EXERCISE GOAL ▸ Using the data below, return the stretch from the line that contains "Target: grass" through the line that contains "Target: green foliage", both included, exactly as it stands and nothing beyond it.

─── DATA

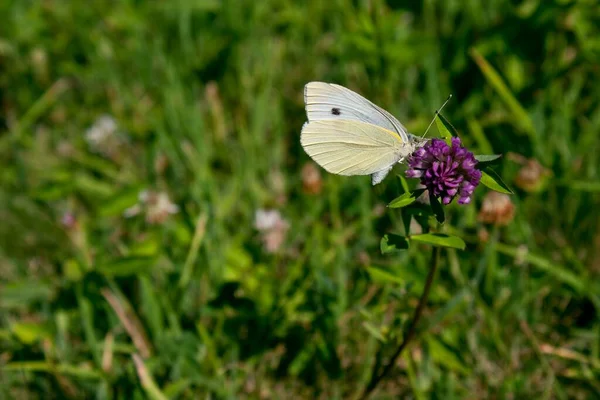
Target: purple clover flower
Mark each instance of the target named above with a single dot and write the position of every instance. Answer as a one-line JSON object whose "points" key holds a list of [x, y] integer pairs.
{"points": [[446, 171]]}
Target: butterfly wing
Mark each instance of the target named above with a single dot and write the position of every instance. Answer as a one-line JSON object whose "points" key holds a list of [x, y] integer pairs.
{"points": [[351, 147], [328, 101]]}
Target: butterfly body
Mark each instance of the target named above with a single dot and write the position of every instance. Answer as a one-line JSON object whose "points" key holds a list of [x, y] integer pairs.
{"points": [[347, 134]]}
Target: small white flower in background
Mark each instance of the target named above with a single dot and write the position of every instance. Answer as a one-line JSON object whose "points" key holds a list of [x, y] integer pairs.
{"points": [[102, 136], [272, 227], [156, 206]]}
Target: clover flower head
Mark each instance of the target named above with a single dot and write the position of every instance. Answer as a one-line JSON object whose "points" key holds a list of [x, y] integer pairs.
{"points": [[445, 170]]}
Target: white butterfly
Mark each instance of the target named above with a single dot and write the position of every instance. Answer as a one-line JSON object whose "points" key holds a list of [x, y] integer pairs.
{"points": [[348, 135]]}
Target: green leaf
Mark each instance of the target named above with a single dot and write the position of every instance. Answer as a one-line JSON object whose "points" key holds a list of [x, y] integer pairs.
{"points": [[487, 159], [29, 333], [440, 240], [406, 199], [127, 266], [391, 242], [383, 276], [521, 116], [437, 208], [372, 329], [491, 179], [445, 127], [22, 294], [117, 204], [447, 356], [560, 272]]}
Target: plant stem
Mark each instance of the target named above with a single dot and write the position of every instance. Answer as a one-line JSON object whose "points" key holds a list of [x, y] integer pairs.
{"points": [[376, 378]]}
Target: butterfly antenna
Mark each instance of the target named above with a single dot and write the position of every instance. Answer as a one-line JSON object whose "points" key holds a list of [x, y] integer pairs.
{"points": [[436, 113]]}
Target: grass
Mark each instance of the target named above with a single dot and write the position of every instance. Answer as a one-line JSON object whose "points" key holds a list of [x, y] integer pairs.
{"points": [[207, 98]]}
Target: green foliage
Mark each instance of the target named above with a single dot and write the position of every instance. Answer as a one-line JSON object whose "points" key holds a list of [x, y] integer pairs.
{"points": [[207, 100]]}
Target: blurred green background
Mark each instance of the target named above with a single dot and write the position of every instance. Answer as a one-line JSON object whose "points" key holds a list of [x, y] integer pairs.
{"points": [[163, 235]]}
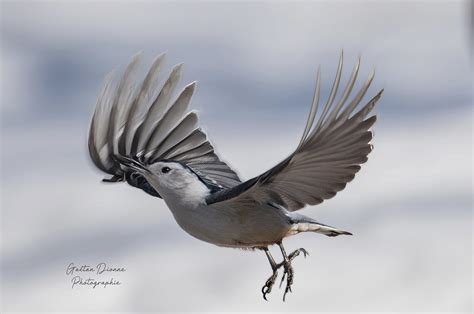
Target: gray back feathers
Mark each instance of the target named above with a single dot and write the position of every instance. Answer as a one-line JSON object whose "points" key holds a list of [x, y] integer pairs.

──────

RESPONSE TO THIS TASK ▸
Target: grass
Mark each instance of the target named above with a single dot and write the position of every instance. Answer as a one-line JSON object whose "points" key holds a list of [x, y] integer pairs.
{"points": [[207, 98]]}
Target: green foliage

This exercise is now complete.